Write out exactly, please, the lines from the one containing "Could you please outline every instance of the crown" to the end of the material.

+++ Available data

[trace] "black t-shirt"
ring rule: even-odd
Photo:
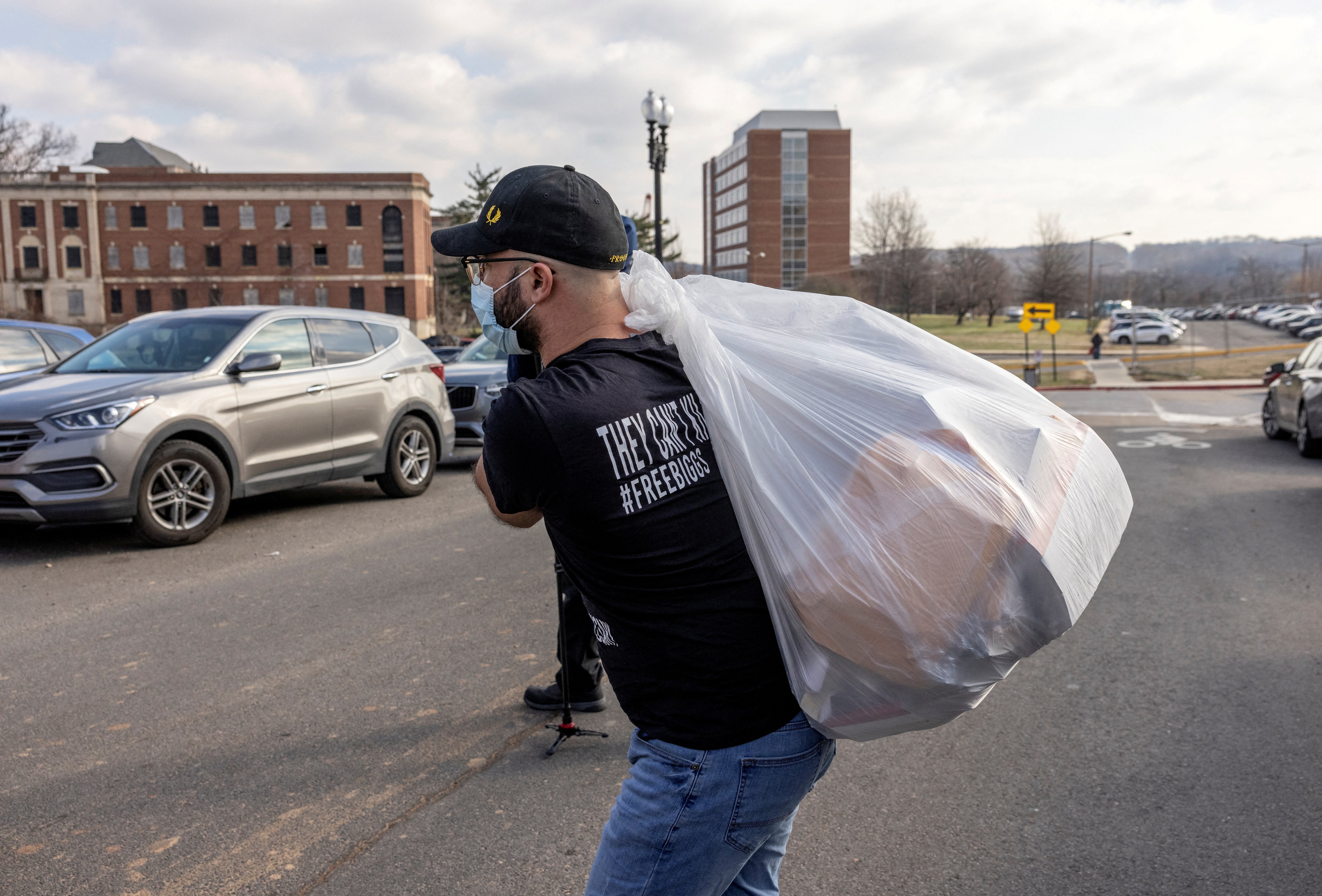
[[[654,333],[591,340],[512,383],[484,424],[501,513],[539,507],[639,729],[690,749],[798,711],[698,396]]]

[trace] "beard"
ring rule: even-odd
[[[517,321],[524,316],[524,312],[529,309],[529,303],[524,301],[524,281],[514,280],[508,287],[501,289],[496,295],[496,303],[492,311],[496,312],[496,322],[504,328],[509,328],[510,324]],[[518,324],[518,329],[514,330],[518,337],[518,344],[530,352],[541,353],[542,350],[542,328],[537,321],[537,312],[531,312],[527,317],[524,317]]]

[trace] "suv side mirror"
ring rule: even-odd
[[[280,357],[279,352],[262,352],[259,354],[250,354],[242,361],[235,361],[234,363],[231,363],[229,367],[225,369],[225,373],[233,377],[241,373],[279,370],[282,361],[284,361],[284,358]]]

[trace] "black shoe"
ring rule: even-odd
[[[524,691],[524,703],[531,710],[559,710],[563,700],[564,695],[561,694],[559,682],[551,682],[546,687],[529,687]],[[575,712],[600,712],[604,710],[605,698],[602,695],[602,686],[598,685],[587,694],[571,695],[570,708]]]

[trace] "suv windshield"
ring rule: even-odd
[[[464,361],[504,361],[508,357],[505,352],[497,349],[485,336],[479,336],[473,340],[472,345],[459,353],[455,363]]]
[[[233,317],[155,317],[97,340],[54,373],[188,373],[243,329]]]

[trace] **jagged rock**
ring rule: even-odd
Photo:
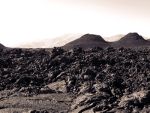
[[[150,102],[150,91],[139,91],[134,92],[130,95],[125,95],[121,98],[119,102],[120,107],[126,107],[131,105],[143,105]]]
[[[56,92],[62,92],[62,93],[67,92],[66,82],[64,80],[48,84],[47,87]]]

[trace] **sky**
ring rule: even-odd
[[[150,37],[149,6],[150,0],[0,0],[0,43],[15,47],[77,33]]]

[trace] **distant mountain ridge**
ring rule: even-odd
[[[94,34],[85,34],[80,38],[67,43],[63,48],[71,49],[74,47],[82,48],[92,48],[92,47],[125,47],[125,48],[134,48],[134,47],[150,47],[150,41],[145,40],[138,33],[128,33],[123,36],[120,40],[114,42],[105,41],[101,36]]]
[[[114,41],[110,41],[112,40]],[[105,40],[107,39],[107,41]],[[108,40],[109,39],[109,40]],[[118,40],[115,40],[118,39]],[[150,39],[145,39],[136,32],[128,33],[127,35],[116,35],[113,37],[103,38],[95,34],[74,34],[64,35],[54,39],[43,39],[35,42],[29,42],[19,48],[53,48],[62,47],[64,49],[72,49],[82,47],[84,49],[93,47],[114,47],[114,48],[137,48],[150,47]],[[7,48],[0,44],[0,48]]]
[[[85,34],[80,38],[67,43],[65,46],[63,46],[63,48],[71,49],[76,47],[82,48],[107,47],[108,44],[109,43],[105,41],[100,35]]]

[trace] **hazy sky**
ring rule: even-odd
[[[68,33],[150,37],[150,0],[0,0],[0,42],[7,46]]]

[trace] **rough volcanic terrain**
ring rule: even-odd
[[[0,49],[0,113],[149,113],[150,50]]]

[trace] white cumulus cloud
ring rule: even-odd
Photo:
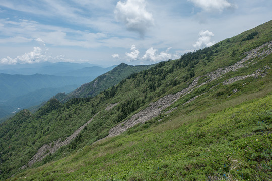
[[[138,32],[142,37],[154,25],[152,14],[146,9],[145,0],[119,1],[114,13],[117,21],[124,23],[127,30]]]
[[[51,58],[50,56],[46,55],[41,48],[34,47],[32,51],[25,53],[24,55],[13,59],[10,57],[2,58],[0,63],[6,64],[34,63],[46,61]]]
[[[146,54],[142,57],[144,60],[149,60],[154,62],[161,61],[167,60],[172,57],[172,55],[168,53],[171,48],[168,48],[165,52],[161,52],[160,54],[157,54],[157,49],[151,47],[146,51]]]
[[[214,36],[212,32],[209,32],[208,30],[202,30],[199,32],[199,35],[200,37],[198,38],[195,44],[193,45],[196,49],[208,47],[215,43],[214,41],[211,42],[211,38]]]
[[[35,39],[35,41],[40,43],[42,48],[39,47],[33,47],[33,50],[29,52],[25,53],[24,54],[18,56],[15,58],[11,58],[9,56],[6,58],[0,59],[0,64],[15,65],[17,64],[26,63],[36,63],[41,62],[74,62],[71,60],[65,57],[63,55],[58,55],[56,57],[52,57],[47,54],[48,49],[46,48],[45,43],[40,38]]]
[[[125,53],[125,55],[127,58],[127,61],[136,61],[139,58],[139,50],[136,48],[136,46],[135,45],[132,45],[130,48],[130,50],[131,52],[130,53]]]
[[[235,7],[227,0],[188,0],[197,7],[201,8],[205,12],[219,11]]]
[[[113,58],[119,58],[119,54],[113,54],[113,55],[111,55],[111,56]]]

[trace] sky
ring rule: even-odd
[[[0,66],[179,58],[272,19],[271,0],[1,0]]]

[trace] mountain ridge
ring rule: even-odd
[[[19,112],[0,127],[4,178],[271,179],[271,24],[160,62],[94,97]],[[126,120],[141,121],[143,112],[147,120],[128,128]],[[91,118],[69,144],[17,172],[45,144],[65,140]],[[97,142],[117,127],[126,131]]]

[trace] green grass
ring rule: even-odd
[[[271,140],[271,69],[263,78],[248,78],[226,86],[222,83],[253,73],[265,65],[271,67],[271,55],[257,58],[254,65],[226,73],[180,98],[165,110],[176,108],[169,114],[162,113],[120,136],[92,144],[151,102],[187,87],[197,76],[234,64],[244,57],[245,51],[270,41],[271,24],[270,21],[179,59],[158,63],[94,98],[72,99],[63,104],[52,100],[33,114],[27,111],[18,113],[0,126],[0,169],[3,173],[0,179],[13,174],[12,180],[25,177],[25,180],[41,180],[270,178],[267,156],[270,153],[266,148],[271,144],[261,138]],[[242,41],[256,31],[258,38]],[[199,83],[205,80],[207,77],[203,77]],[[183,105],[204,92],[207,93]],[[261,103],[264,102],[268,104],[263,109]],[[116,103],[119,104],[113,109],[105,110],[109,104]],[[33,168],[18,171],[43,144],[64,139],[98,112],[77,141]],[[261,120],[262,115],[265,116]],[[258,125],[264,118],[266,122]],[[256,139],[262,140],[264,149],[254,149],[247,155],[249,151],[244,151],[245,142],[257,145],[259,142],[253,141]],[[252,145],[247,146],[252,149]],[[254,162],[249,163],[248,159]]]
[[[178,114],[175,121],[107,139],[14,179],[272,179],[271,94],[205,119],[187,118]],[[169,128],[173,121],[182,126]]]

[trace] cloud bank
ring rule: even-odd
[[[13,59],[9,56],[7,57],[7,58],[2,58],[0,60],[0,63],[10,65],[25,63],[32,64],[46,61],[51,58],[46,56],[41,48],[35,47],[33,48],[33,51],[18,56],[15,58]]]
[[[196,49],[199,49],[200,48],[203,48],[205,47],[208,47],[214,45],[215,42],[211,42],[211,38],[214,36],[214,35],[213,32],[209,32],[208,30],[201,31],[199,35],[201,36],[195,44],[193,44],[193,47]]]
[[[127,61],[130,62],[138,60],[139,58],[139,50],[136,48],[135,45],[132,45],[130,48],[132,51],[130,53],[125,53],[127,58]]]
[[[58,55],[55,57],[47,54],[48,49],[46,48],[45,42],[40,38],[35,39],[42,46],[33,47],[33,50],[24,54],[12,58],[9,56],[0,59],[0,64],[15,65],[18,64],[33,64],[46,61],[51,62],[73,62],[73,60],[67,59],[63,55]]]
[[[154,62],[168,60],[172,56],[171,54],[168,53],[171,48],[171,47],[168,48],[165,52],[161,52],[158,54],[157,54],[158,50],[151,47],[146,51],[146,54],[142,57],[142,59]]]
[[[188,0],[195,6],[201,8],[204,11],[211,12],[214,11],[223,12],[224,9],[234,7],[235,6],[227,0]]]
[[[172,55],[169,53],[172,47],[168,48],[165,51],[158,53],[158,50],[151,47],[146,51],[145,55],[142,57],[139,55],[140,51],[135,45],[132,45],[130,48],[130,53],[125,53],[126,59],[127,61],[131,62],[137,60],[147,61],[153,62],[160,62],[169,60],[172,58],[178,58],[178,56]]]
[[[119,58],[119,54],[113,54],[113,55],[112,55],[111,56],[113,58]]]
[[[142,38],[154,25],[152,14],[146,10],[145,0],[119,1],[114,13],[117,20],[124,23],[128,30],[138,33]]]

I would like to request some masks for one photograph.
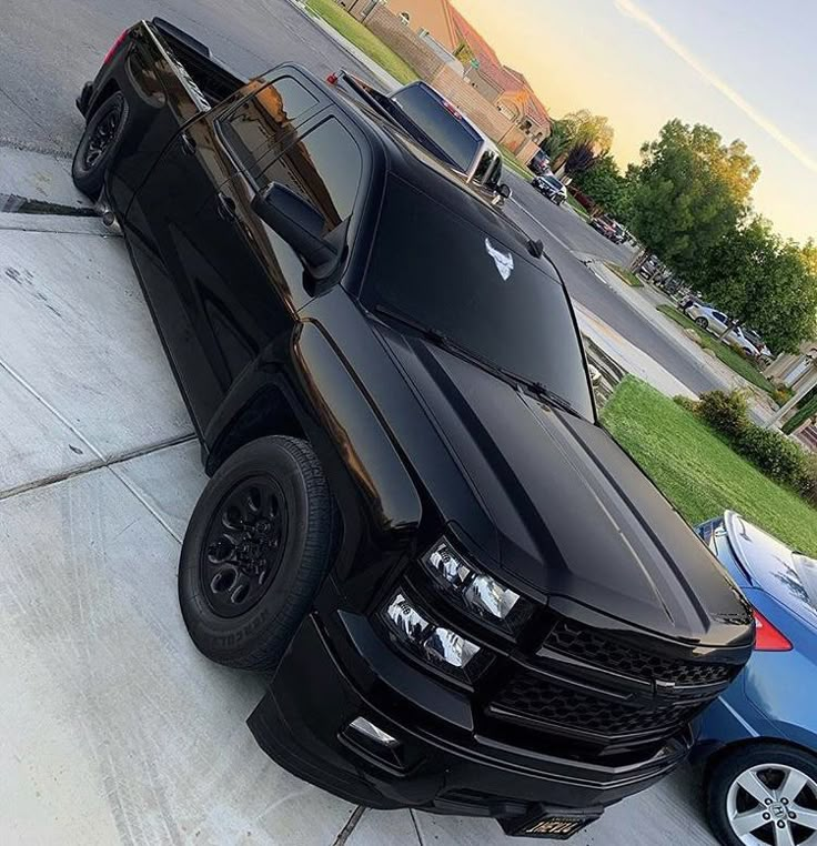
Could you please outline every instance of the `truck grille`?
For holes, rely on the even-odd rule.
[[[567,620],[556,623],[545,638],[545,646],[614,673],[674,682],[678,686],[718,684],[735,674],[735,667],[728,664],[698,664],[650,655]]]
[[[494,699],[493,711],[497,716],[508,712],[524,722],[616,737],[680,727],[707,703],[708,698],[662,705],[615,703],[521,671]]]
[[[738,671],[653,654],[558,618],[534,662],[504,677],[486,714],[596,746],[653,743],[682,731]]]

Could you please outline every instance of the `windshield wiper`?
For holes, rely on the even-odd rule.
[[[397,309],[392,309],[389,305],[377,304],[374,306],[374,310],[379,314],[384,314],[385,316],[391,318],[393,321],[415,330],[424,338],[427,338],[430,341],[437,344],[437,346],[441,346],[453,355],[456,355],[457,357],[467,361],[470,364],[473,364],[481,370],[491,373],[497,379],[501,379],[503,382],[507,382],[507,384],[513,385],[514,387],[522,386],[537,399],[545,400],[551,405],[555,405],[556,407],[561,409],[562,411],[566,411],[569,414],[582,416],[568,400],[547,387],[547,385],[543,384],[542,382],[537,382],[536,380],[521,376],[518,373],[514,373],[506,367],[495,364],[490,359],[480,355],[480,353],[475,353],[473,350],[468,350],[467,348],[462,346],[460,343],[448,338],[448,335],[446,335],[444,332],[441,332],[438,329],[428,326],[425,323],[422,323],[421,321],[410,316],[408,314],[405,314]]]
[[[529,382],[527,380],[524,380],[523,384],[533,394],[551,403],[551,405],[556,405],[557,407],[562,409],[562,411],[569,412],[571,414],[575,414],[576,416],[582,416],[578,413],[578,411],[576,411],[575,406],[571,403],[569,400],[566,400],[564,396],[562,396],[562,394],[556,393],[554,390],[549,389],[547,385],[542,384],[542,382]]]

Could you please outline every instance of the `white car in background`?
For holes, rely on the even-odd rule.
[[[682,311],[702,329],[720,338],[725,344],[742,352],[747,357],[753,360],[763,357],[763,351],[746,336],[740,326],[735,326],[726,332],[732,321],[724,312],[718,311],[713,305],[707,305],[700,302],[700,300],[693,298],[684,303]],[[724,334],[725,332],[726,334]],[[768,353],[768,350],[766,352]]]

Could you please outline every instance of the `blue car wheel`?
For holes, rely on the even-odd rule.
[[[725,846],[817,846],[817,757],[775,743],[727,753],[709,774],[707,812]]]

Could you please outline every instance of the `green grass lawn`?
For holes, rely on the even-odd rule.
[[[626,282],[631,288],[644,288],[644,282],[642,282],[632,270],[622,268],[621,264],[615,264],[612,261],[606,261],[605,264],[616,274],[616,276],[618,276],[618,279]]]
[[[684,329],[695,330],[700,339],[700,345],[712,350],[727,367],[732,367],[735,373],[743,376],[747,382],[752,382],[753,385],[756,385],[761,391],[766,391],[768,394],[775,393],[775,386],[752,364],[752,362],[746,361],[740,353],[718,341],[715,335],[709,334],[705,329],[697,325],[695,321],[689,320],[686,314],[674,309],[672,305],[659,305],[658,311],[684,326]]]
[[[410,64],[334,0],[306,0],[306,6],[403,84],[417,79]]]
[[[817,555],[817,511],[646,383],[625,377],[602,411],[602,423],[692,525],[730,508]]]

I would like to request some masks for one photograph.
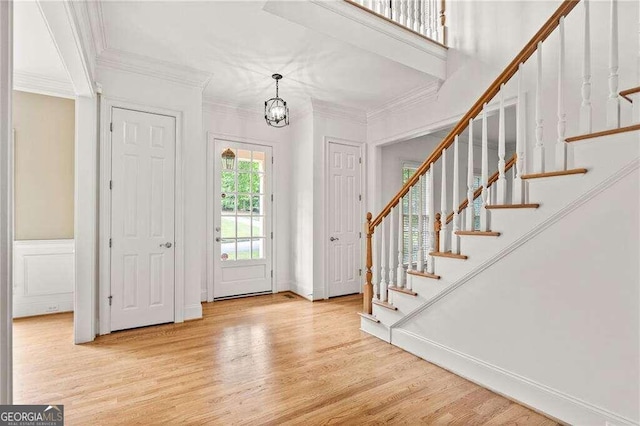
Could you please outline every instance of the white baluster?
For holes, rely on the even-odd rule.
[[[402,198],[398,203],[398,269],[396,270],[396,285],[404,287],[404,215],[402,213]]]
[[[518,101],[516,105],[516,165],[513,180],[513,203],[524,204],[525,190],[521,176],[526,164],[525,153],[525,125],[524,125],[524,94],[522,93],[522,64],[518,65]]]
[[[533,149],[533,170],[544,172],[544,143],[542,142],[542,42],[538,43],[536,73],[536,146]]]
[[[505,122],[504,122],[504,84],[500,86],[500,111],[498,114],[498,182],[497,182],[497,204],[507,203],[507,177],[505,168]]]
[[[449,251],[449,239],[447,238],[447,231],[449,226],[447,225],[447,150],[442,151],[442,188],[440,189],[440,252],[444,253]]]
[[[418,181],[418,261],[416,269],[424,271],[424,175]]]
[[[618,0],[611,0],[611,33],[609,47],[609,99],[607,99],[607,128],[620,127],[620,99],[618,97]]]
[[[407,213],[409,214],[409,264],[408,270],[413,271],[413,187],[409,188],[409,207]],[[409,280],[407,280],[409,284]]]
[[[558,139],[556,140],[556,170],[566,170],[567,144],[564,141],[564,133],[567,127],[567,114],[564,111],[564,16],[560,18],[558,30],[560,53],[558,55]]]
[[[380,300],[387,301],[387,289],[389,287],[389,281],[387,281],[387,268],[385,268],[385,262],[387,261],[387,237],[385,231],[387,228],[386,218],[382,220],[380,224]]]
[[[480,230],[489,230],[489,139],[487,136],[487,104],[482,108],[482,208],[480,209]]]
[[[429,193],[429,202],[427,203],[427,215],[429,218],[429,223],[427,224],[427,232],[429,234],[429,250],[428,252],[434,252],[438,250],[435,246],[436,234],[434,231],[435,227],[435,217],[436,217],[436,206],[434,201],[434,192],[433,192],[433,167],[434,163],[431,163],[429,166],[429,171],[427,172],[427,191]],[[427,272],[430,274],[434,273],[435,267],[433,262],[433,256],[430,254],[427,256]]]
[[[456,135],[456,138],[453,141],[453,220],[451,229],[451,252],[455,254],[460,254],[460,237],[456,235],[456,232],[460,230],[460,219],[458,218],[458,207],[460,206],[459,161],[458,135]]]
[[[378,291],[380,289],[380,287],[378,286],[378,283],[380,282],[380,276],[378,274],[379,268],[378,268],[378,245],[376,244],[378,242],[378,235],[379,235],[379,230],[378,232],[375,232],[372,236],[371,236],[371,244],[373,247],[373,266],[371,267],[371,272],[372,272],[372,277],[371,277],[371,281],[373,284],[373,299],[374,300],[378,300]]]
[[[467,231],[473,231],[474,227],[474,204],[473,204],[473,118],[469,119],[469,152],[467,159]]]
[[[580,133],[591,133],[591,25],[589,0],[584,5],[584,61],[582,62],[582,105],[580,106]]]
[[[396,280],[394,280],[393,273],[396,270],[396,264],[394,262],[396,258],[396,253],[393,252],[393,242],[395,241],[395,233],[396,222],[394,222],[393,217],[398,212],[398,207],[394,207],[391,209],[389,213],[389,285],[394,285]]]

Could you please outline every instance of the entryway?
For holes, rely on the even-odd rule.
[[[270,146],[214,140],[213,299],[273,291],[272,158]]]

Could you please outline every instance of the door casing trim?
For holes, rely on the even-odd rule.
[[[99,284],[98,284],[98,334],[111,333],[111,310],[109,294],[111,291],[111,113],[113,108],[128,109],[148,114],[165,115],[176,120],[175,150],[175,269],[174,269],[174,322],[184,321],[184,178],[183,178],[183,145],[182,145],[182,112],[166,108],[136,104],[118,98],[102,97],[100,102],[100,186],[99,193]]]
[[[230,142],[245,143],[250,145],[262,145],[271,148],[271,157],[273,158],[273,164],[271,165],[271,193],[274,200],[277,200],[276,192],[276,170],[277,170],[277,156],[275,154],[277,143],[268,142],[263,140],[257,140],[253,138],[247,138],[242,136],[227,135],[224,133],[207,132],[207,302],[213,302],[213,287],[214,287],[214,275],[215,275],[215,260],[213,252],[214,244],[214,200],[210,196],[214,194],[214,167],[215,164],[215,152],[216,152],[216,140],[227,140]],[[273,270],[273,278],[271,278],[271,292],[278,292],[278,270],[276,268],[277,263],[277,241],[278,241],[278,229],[277,229],[277,203],[274,201],[271,204],[271,231],[273,232],[273,239],[271,240],[271,270]]]

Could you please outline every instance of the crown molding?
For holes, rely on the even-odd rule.
[[[13,72],[13,89],[40,95],[75,99],[76,94],[70,81],[24,71]]]
[[[367,112],[367,120],[375,121],[383,116],[400,114],[413,109],[416,105],[437,98],[442,82],[436,80],[419,89],[412,89],[400,96],[383,103],[382,105]]]
[[[311,98],[311,109],[314,116],[317,115],[320,117],[351,121],[358,124],[367,124],[366,112],[357,108]]]
[[[116,49],[102,51],[96,63],[101,68],[151,76],[202,90],[213,76],[206,71]]]

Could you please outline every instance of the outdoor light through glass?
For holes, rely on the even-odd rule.
[[[222,167],[225,170],[233,170],[236,161],[236,154],[231,148],[227,148],[222,152]]]
[[[276,81],[276,97],[264,103],[264,119],[269,126],[284,127],[289,125],[289,108],[287,102],[278,97],[278,80],[282,78],[280,74],[271,76]]]

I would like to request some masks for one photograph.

++++++

Result of the task:
Could you please outline every instance of the crown molding?
For holes, rely on the even-odd rule.
[[[13,72],[13,89],[40,95],[75,99],[76,94],[70,81],[24,71]]]
[[[367,112],[367,120],[375,121],[383,116],[400,114],[413,109],[416,105],[437,98],[442,82],[436,80],[419,89],[412,89],[400,96],[383,103],[382,105]]]
[[[311,98],[311,109],[314,116],[317,115],[320,117],[351,121],[358,124],[367,124],[366,112],[357,108]]]
[[[116,49],[102,51],[96,63],[101,68],[151,76],[202,90],[213,76],[206,71]]]

Could you please outline every instance of the outdoor light through glass?
For holes, rely on the even-odd rule.
[[[222,167],[225,170],[233,170],[236,161],[236,154],[231,148],[227,148],[222,152]]]
[[[276,81],[276,97],[264,103],[264,119],[269,126],[284,127],[289,125],[289,108],[287,102],[278,97],[278,80],[282,78],[280,74],[271,76]]]

I would like to request some masks for one photograph.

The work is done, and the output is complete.